What to work on:
Below are entries; copy exactly the lines from the one with "the kingfisher's long" through the one with "of the green", both included, and leave out the rest.

** Extracted material follows **

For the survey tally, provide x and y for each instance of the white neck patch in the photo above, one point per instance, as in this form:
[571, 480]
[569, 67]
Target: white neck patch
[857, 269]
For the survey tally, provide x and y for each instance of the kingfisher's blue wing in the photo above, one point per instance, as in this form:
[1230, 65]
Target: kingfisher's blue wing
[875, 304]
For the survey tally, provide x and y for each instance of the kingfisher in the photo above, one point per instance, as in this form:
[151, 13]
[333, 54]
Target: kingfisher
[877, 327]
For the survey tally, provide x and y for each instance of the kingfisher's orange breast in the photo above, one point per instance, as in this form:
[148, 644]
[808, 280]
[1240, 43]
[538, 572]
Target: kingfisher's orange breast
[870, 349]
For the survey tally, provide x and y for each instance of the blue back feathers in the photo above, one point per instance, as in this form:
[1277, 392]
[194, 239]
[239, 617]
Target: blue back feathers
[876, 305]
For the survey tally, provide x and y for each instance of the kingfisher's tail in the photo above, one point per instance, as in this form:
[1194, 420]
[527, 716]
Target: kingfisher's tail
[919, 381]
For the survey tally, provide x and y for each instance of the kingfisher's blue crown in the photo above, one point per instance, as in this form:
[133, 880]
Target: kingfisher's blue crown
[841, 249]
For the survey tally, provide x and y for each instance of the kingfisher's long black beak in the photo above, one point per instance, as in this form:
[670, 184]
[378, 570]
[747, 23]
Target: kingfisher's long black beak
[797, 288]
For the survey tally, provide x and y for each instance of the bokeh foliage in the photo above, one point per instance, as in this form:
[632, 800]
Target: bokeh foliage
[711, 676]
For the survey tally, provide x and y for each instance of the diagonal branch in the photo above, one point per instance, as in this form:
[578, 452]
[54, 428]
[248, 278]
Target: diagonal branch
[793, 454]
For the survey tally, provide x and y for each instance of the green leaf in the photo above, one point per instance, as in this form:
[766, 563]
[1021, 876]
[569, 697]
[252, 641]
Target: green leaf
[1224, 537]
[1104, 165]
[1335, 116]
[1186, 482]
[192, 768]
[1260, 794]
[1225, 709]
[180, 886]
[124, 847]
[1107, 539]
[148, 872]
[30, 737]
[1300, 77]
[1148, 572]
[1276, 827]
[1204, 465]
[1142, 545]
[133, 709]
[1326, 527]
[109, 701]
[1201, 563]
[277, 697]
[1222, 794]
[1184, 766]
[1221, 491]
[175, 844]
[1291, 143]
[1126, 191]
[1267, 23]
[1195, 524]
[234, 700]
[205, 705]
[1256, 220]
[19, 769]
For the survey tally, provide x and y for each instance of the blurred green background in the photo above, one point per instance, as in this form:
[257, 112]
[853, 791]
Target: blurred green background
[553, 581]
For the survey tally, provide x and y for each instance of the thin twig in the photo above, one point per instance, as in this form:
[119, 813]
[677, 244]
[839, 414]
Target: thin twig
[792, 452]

** End of Extracted material **
** Extracted material follows **

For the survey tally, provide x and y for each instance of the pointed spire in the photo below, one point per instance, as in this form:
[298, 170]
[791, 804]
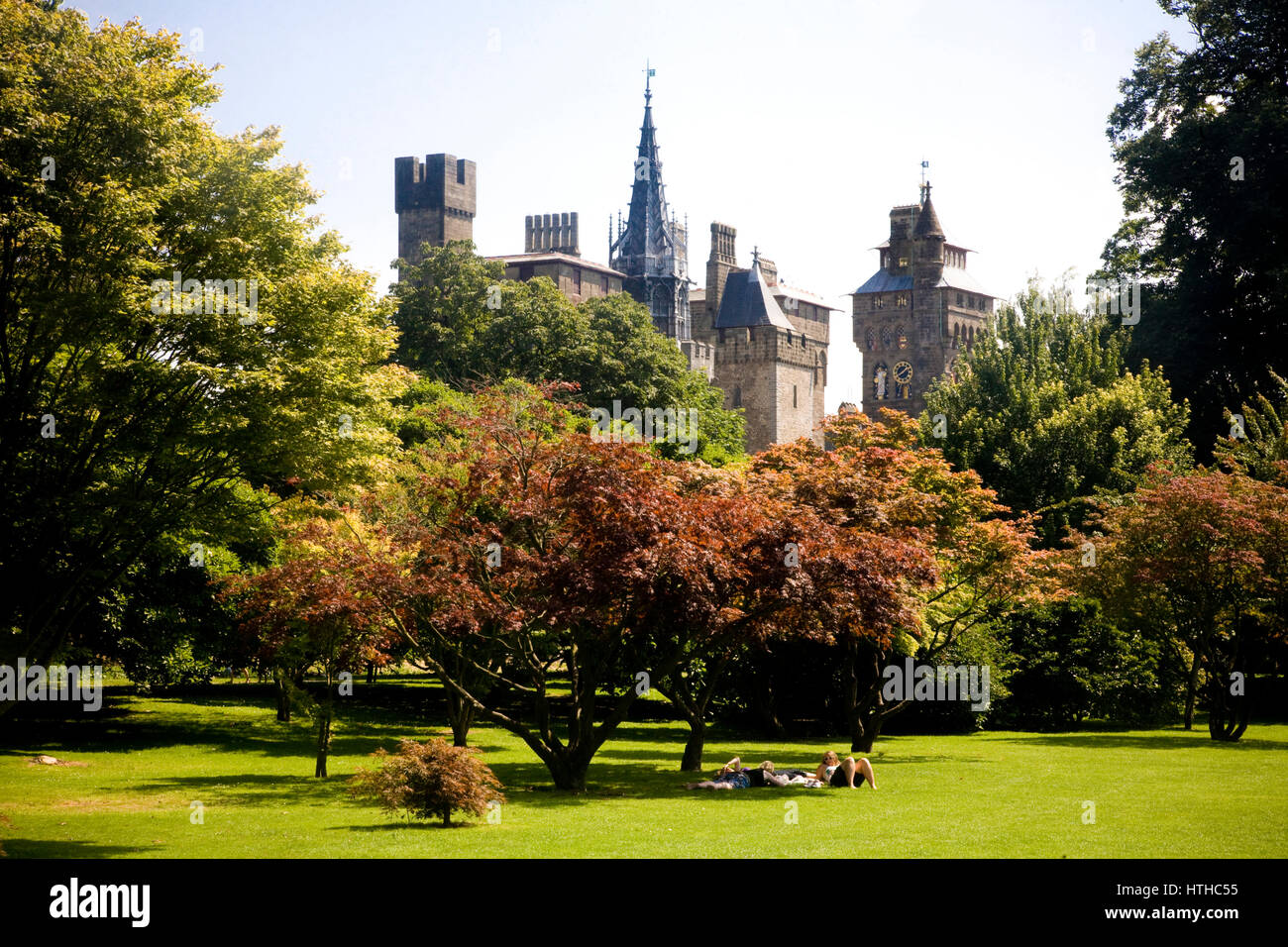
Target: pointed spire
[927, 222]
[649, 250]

** End of Extracted material **

Result:
For the survey tally, provide x and y for each instance of the kingfisher's long black beak in the photo above, one point per instance, as in this form:
[670, 184]
[378, 570]
[747, 23]
Target: kingfisher's long black beak
[797, 288]
For the survey tally, provide x and y for each instance of the bokeh foliage in the photo above, one point per instance, as in this form:
[632, 800]
Target: bokeh foliage
[711, 676]
For the survey tally, provide x and y for each instance of the diagonal branch in the photo above, one point per instance, as in this form:
[578, 452]
[54, 428]
[248, 278]
Target: diagonal branch
[793, 454]
For the survey tally, provide x and y for each instance of the green leaf in the photo above, one point per instance, as in this form:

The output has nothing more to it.